>> Begin

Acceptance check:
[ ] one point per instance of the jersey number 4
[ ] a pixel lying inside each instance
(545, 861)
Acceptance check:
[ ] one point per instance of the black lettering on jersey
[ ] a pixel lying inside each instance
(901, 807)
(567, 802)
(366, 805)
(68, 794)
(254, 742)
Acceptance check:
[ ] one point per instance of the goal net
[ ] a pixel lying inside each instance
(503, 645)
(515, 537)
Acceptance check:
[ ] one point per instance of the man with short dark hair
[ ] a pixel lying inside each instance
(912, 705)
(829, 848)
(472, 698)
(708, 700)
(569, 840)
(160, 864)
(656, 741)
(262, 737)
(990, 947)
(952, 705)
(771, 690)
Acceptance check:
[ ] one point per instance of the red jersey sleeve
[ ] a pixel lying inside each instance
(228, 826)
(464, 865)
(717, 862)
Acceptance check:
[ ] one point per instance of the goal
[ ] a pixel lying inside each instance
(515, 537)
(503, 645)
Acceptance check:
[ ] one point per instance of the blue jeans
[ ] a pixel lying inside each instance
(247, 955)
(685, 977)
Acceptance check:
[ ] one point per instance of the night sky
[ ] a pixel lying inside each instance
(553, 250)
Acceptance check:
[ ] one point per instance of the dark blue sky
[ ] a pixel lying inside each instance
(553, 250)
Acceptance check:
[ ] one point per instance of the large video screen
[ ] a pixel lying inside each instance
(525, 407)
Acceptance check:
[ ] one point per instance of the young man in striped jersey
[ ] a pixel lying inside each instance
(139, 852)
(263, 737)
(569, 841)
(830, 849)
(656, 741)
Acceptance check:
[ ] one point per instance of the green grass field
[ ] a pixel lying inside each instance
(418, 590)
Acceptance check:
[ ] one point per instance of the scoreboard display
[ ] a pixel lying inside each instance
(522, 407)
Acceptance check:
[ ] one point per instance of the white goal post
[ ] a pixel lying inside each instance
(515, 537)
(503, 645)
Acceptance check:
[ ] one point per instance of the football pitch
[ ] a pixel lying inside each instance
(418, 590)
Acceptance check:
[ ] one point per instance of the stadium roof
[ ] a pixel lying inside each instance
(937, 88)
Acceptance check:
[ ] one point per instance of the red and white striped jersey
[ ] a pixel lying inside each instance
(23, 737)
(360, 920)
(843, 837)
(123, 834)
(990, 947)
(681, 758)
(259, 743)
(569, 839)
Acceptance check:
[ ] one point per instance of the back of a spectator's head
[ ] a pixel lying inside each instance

>> End

[Work to complete] Each entry must be reproduced verbatim.

[Solution to the problem]
Acceptance check:
[ ] one point per instance of the jersey number 4
[ ] a pixel lying inside each instance
(545, 861)
Acceptance check:
[ ] one point per instance of the black lettering on jersey
[ ] a pixel lying inside each instance
(901, 807)
(567, 802)
(366, 805)
(68, 794)
(254, 742)
Acceptance check:
[ ] one point per instance of the goal net
[ ] a pixel lying inside each instance
(503, 645)
(515, 537)
Acceptance check:
[ ] one point per instance of the man with short dark hair
[ ] a pixel lying inside each instance
(912, 705)
(829, 848)
(472, 698)
(708, 700)
(569, 840)
(160, 864)
(656, 741)
(262, 737)
(990, 947)
(952, 705)
(771, 690)
Acceptance check:
[ ] one point per instance of the red jersey sleeve
[ ] a pixel lying inside each instance
(228, 826)
(464, 865)
(717, 862)
Acceptance check:
[ ] one point per instance of the goal
[ ] a pixel lying inside each instance
(515, 537)
(503, 645)
Acceptance check:
[ ] one point per instance of the blue jeans
[ ] a pixel lying inside each instance
(247, 955)
(685, 977)
Acceptance check:
[ ] one point per instance of the night sky
[ ] a pixel lying inside each instance
(553, 250)
Acceptance check:
[ ] one point per instance of the dark blue sky
[ ] a pixel lying inside each instance
(553, 250)
Acceptance check:
[ ] one point per instance of the large video screen
[ ] a pixel lying inside each instance
(525, 407)
Acceptance check:
[ ] one point per instance of the young man in striped jersey
[ ] a pixel lying inside each instance
(139, 852)
(263, 737)
(569, 841)
(830, 849)
(656, 741)
Acceptance check:
[ ] one point per instance of the green grass field
[ ] a pixel lying inside each instance
(418, 590)
Acceptance check:
[ ] one point per instance of the scoreboard display
[ ] a pixel lying inside each instance
(522, 407)
Acceptance check:
[ ] one point per instance of the white goal post
[ ] a pixel lying inside each instance
(515, 537)
(503, 645)
Acceptance check:
[ ] one point per instance of the football pitch
[ ] a pixel lying inside each instance
(418, 590)
Acceptance check:
[ ] one point per instance of the stadium roof
[ ] a pixel lying inside each instance
(937, 88)
Acceptance check:
[ ] one point per instance of the red and white striped jersey
[ ] a pixel lying inside each instance
(23, 737)
(360, 920)
(843, 837)
(123, 834)
(990, 947)
(681, 758)
(259, 743)
(569, 839)
Acceptance check:
[ ] one point per instance of the back of a spectator's head
[ ] a pixel lying inside each instance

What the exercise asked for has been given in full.